## TO BE DONE
Please return everything in the data below from the line containing "Could you kindly annotate the cluster" down to the very end, that line included, with each line unchanged.

## EXERCISE MATERIALS
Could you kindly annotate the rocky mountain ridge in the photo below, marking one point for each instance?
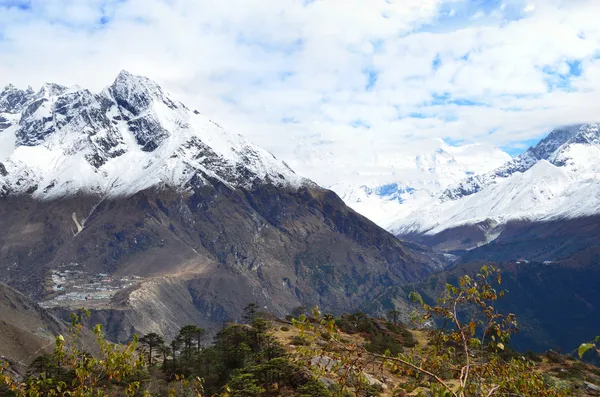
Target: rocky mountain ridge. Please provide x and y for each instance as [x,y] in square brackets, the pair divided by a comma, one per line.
[150,214]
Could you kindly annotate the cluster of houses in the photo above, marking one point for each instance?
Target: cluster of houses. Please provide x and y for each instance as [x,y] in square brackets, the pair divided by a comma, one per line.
[71,285]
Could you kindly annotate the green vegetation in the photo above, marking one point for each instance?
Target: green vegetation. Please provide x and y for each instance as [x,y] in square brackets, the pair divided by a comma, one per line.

## OUTPUT
Could you kindly annotate the cluster of houses in the photo above, marking one point for each instance?
Target: cluster of houses. Please provide x and y for each instance as [x,y] in square brackets, the pair divided by a comma, one per line.
[71,285]
Could you kindly annotate the green vegetation in the photo above, marking one point for each instance?
Target: green vegetation. Please provide x and y for each instance as [x,y] in square brackets, the pair divided by a comma, one per line.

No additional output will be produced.